[PROBLEM REQUIREMENTS] Exclude any images and output the remaining records exactly.

## Start

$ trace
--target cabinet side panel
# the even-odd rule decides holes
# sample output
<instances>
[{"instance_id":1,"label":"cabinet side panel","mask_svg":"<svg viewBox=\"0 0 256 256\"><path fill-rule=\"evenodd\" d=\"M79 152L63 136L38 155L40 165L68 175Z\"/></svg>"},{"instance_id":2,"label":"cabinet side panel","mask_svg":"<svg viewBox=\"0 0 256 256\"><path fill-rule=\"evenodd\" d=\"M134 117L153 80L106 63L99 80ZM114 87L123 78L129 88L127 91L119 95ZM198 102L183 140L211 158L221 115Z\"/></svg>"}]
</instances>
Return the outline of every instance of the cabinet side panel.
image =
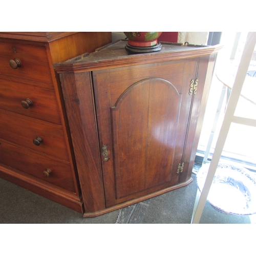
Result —
<instances>
[{"instance_id":1,"label":"cabinet side panel","mask_svg":"<svg viewBox=\"0 0 256 256\"><path fill-rule=\"evenodd\" d=\"M186 181L191 176L192 173L211 81L215 56L200 58L197 75L198 84L197 93L194 95L184 157L184 161L186 166L188 166L188 169L187 172L181 174L180 182Z\"/></svg>"},{"instance_id":2,"label":"cabinet side panel","mask_svg":"<svg viewBox=\"0 0 256 256\"><path fill-rule=\"evenodd\" d=\"M60 75L87 212L105 208L90 73Z\"/></svg>"}]
</instances>

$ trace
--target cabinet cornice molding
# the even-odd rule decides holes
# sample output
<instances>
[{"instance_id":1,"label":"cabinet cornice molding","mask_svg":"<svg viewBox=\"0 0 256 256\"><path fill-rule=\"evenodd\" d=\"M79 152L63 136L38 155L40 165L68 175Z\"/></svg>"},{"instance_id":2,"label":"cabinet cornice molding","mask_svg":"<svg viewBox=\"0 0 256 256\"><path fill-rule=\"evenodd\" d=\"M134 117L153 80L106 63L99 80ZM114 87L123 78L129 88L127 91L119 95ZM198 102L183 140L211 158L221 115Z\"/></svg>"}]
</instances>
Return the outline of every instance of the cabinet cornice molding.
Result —
<instances>
[{"instance_id":1,"label":"cabinet cornice molding","mask_svg":"<svg viewBox=\"0 0 256 256\"><path fill-rule=\"evenodd\" d=\"M90 54L85 53L64 62L55 63L57 73L94 71L110 68L169 61L215 55L223 46L190 45L162 42L161 52L129 55L124 47L125 40L120 40L97 49Z\"/></svg>"}]
</instances>

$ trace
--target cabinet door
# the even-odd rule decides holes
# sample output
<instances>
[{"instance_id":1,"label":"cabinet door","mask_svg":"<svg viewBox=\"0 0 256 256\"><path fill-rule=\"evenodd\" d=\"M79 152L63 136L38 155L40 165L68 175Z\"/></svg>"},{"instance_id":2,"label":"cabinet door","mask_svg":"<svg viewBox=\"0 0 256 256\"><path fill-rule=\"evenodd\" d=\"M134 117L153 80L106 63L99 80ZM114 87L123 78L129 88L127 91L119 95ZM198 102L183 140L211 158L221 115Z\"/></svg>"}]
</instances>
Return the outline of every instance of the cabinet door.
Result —
<instances>
[{"instance_id":1,"label":"cabinet door","mask_svg":"<svg viewBox=\"0 0 256 256\"><path fill-rule=\"evenodd\" d=\"M196 63L94 72L107 207L179 182Z\"/></svg>"}]
</instances>

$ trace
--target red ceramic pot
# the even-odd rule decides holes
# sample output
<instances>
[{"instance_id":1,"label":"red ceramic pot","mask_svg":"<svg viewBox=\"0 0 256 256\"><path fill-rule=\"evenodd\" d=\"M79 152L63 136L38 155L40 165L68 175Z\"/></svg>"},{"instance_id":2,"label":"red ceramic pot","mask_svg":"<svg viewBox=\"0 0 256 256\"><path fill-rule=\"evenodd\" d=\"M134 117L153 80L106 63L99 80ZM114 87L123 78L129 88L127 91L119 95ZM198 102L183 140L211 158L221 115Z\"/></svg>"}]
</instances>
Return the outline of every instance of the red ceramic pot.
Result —
<instances>
[{"instance_id":1,"label":"red ceramic pot","mask_svg":"<svg viewBox=\"0 0 256 256\"><path fill-rule=\"evenodd\" d=\"M128 38L128 44L137 47L147 47L157 44L162 32L123 32Z\"/></svg>"}]
</instances>

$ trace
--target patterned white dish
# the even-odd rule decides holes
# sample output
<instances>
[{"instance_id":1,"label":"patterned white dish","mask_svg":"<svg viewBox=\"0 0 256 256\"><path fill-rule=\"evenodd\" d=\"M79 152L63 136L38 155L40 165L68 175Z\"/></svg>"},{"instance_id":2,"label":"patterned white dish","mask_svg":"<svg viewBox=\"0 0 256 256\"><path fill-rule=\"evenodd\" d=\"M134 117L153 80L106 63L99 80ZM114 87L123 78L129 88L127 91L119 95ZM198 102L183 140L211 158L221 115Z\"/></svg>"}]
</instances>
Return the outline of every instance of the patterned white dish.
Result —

## End

[FULL SOLUTION]
$ trace
--target cabinet side panel
# the even-odd rule decides holes
# sample output
<instances>
[{"instance_id":1,"label":"cabinet side panel","mask_svg":"<svg viewBox=\"0 0 256 256\"><path fill-rule=\"evenodd\" d=\"M79 152L63 136L38 155L40 165L68 175Z\"/></svg>"},{"instance_id":2,"label":"cabinet side panel","mask_svg":"<svg viewBox=\"0 0 256 256\"><path fill-rule=\"evenodd\" d=\"M134 117L153 80L106 63L99 80ZM114 87L123 78L129 88L127 91L119 95ZM198 102L183 140L211 158L221 115Z\"/></svg>"}]
</instances>
Return the outline of every instance of the cabinet side panel.
image =
Result —
<instances>
[{"instance_id":1,"label":"cabinet side panel","mask_svg":"<svg viewBox=\"0 0 256 256\"><path fill-rule=\"evenodd\" d=\"M186 181L191 176L192 173L211 81L215 56L200 58L197 75L198 84L197 93L194 95L184 157L184 161L186 166L188 166L188 169L187 172L181 174L180 182Z\"/></svg>"},{"instance_id":2,"label":"cabinet side panel","mask_svg":"<svg viewBox=\"0 0 256 256\"><path fill-rule=\"evenodd\" d=\"M60 75L87 212L105 208L90 73Z\"/></svg>"}]
</instances>

$ trace
--target cabinet cornice molding
# the even-odd rule decides holes
# sample output
<instances>
[{"instance_id":1,"label":"cabinet cornice molding","mask_svg":"<svg viewBox=\"0 0 256 256\"><path fill-rule=\"evenodd\" d=\"M79 152L63 136L38 155L40 165L68 175Z\"/></svg>"},{"instance_id":2,"label":"cabinet cornice molding","mask_svg":"<svg viewBox=\"0 0 256 256\"><path fill-rule=\"evenodd\" d=\"M134 117L153 80L106 63L99 80ZM114 87L123 78L129 88L127 91L119 95ZM198 102L183 140L211 158L221 115Z\"/></svg>"}]
</instances>
Return the outline of every instance of the cabinet cornice molding.
Result —
<instances>
[{"instance_id":1,"label":"cabinet cornice molding","mask_svg":"<svg viewBox=\"0 0 256 256\"><path fill-rule=\"evenodd\" d=\"M90 54L85 53L64 62L55 63L57 73L94 71L110 68L169 61L215 55L223 46L190 45L162 42L161 52L129 55L124 47L125 40L120 40L97 49Z\"/></svg>"}]
</instances>

$ trace
--target cabinet door
# the even-odd rule decides holes
# sample output
<instances>
[{"instance_id":1,"label":"cabinet door","mask_svg":"<svg viewBox=\"0 0 256 256\"><path fill-rule=\"evenodd\" d=\"M79 152L63 136L38 155L40 165L68 175Z\"/></svg>"},{"instance_id":2,"label":"cabinet door","mask_svg":"<svg viewBox=\"0 0 256 256\"><path fill-rule=\"evenodd\" d=\"M134 117L153 80L106 63L99 80ZM114 87L123 78L129 88L127 91L119 95ZM198 102L183 140L211 158L221 115Z\"/></svg>"}]
</instances>
Return the outline of every instance of the cabinet door.
Result —
<instances>
[{"instance_id":1,"label":"cabinet door","mask_svg":"<svg viewBox=\"0 0 256 256\"><path fill-rule=\"evenodd\" d=\"M196 63L94 72L107 207L179 182Z\"/></svg>"}]
</instances>

$ trace
--target red ceramic pot
# the even-odd rule decides holes
# sample output
<instances>
[{"instance_id":1,"label":"red ceramic pot","mask_svg":"<svg viewBox=\"0 0 256 256\"><path fill-rule=\"evenodd\" d=\"M79 152L63 136L38 155L40 165L68 175Z\"/></svg>"},{"instance_id":2,"label":"red ceramic pot","mask_svg":"<svg viewBox=\"0 0 256 256\"><path fill-rule=\"evenodd\" d=\"M134 117L153 80L106 63L99 80ZM114 87L123 78L129 88L127 91L119 95ZM198 102L183 140L211 158L221 115Z\"/></svg>"}]
</instances>
Return the outline of every instance of the red ceramic pot.
Result —
<instances>
[{"instance_id":1,"label":"red ceramic pot","mask_svg":"<svg viewBox=\"0 0 256 256\"><path fill-rule=\"evenodd\" d=\"M128 38L128 44L137 47L147 47L157 44L162 32L123 32Z\"/></svg>"}]
</instances>

$ trace
--target patterned white dish
# the even-odd rule decides holes
# sample output
<instances>
[{"instance_id":1,"label":"patterned white dish","mask_svg":"<svg viewBox=\"0 0 256 256\"><path fill-rule=\"evenodd\" d=\"M79 152L63 136L38 155L40 165L68 175Z\"/></svg>"},{"instance_id":2,"label":"patterned white dish","mask_svg":"<svg viewBox=\"0 0 256 256\"><path fill-rule=\"evenodd\" d=\"M134 117L153 80L106 63L99 80ZM114 87L123 78L129 88L127 91L119 95ZM198 102L183 140L211 158L221 115Z\"/></svg>"}]
</instances>
Return the outline of every instance of the patterned white dish.
Result —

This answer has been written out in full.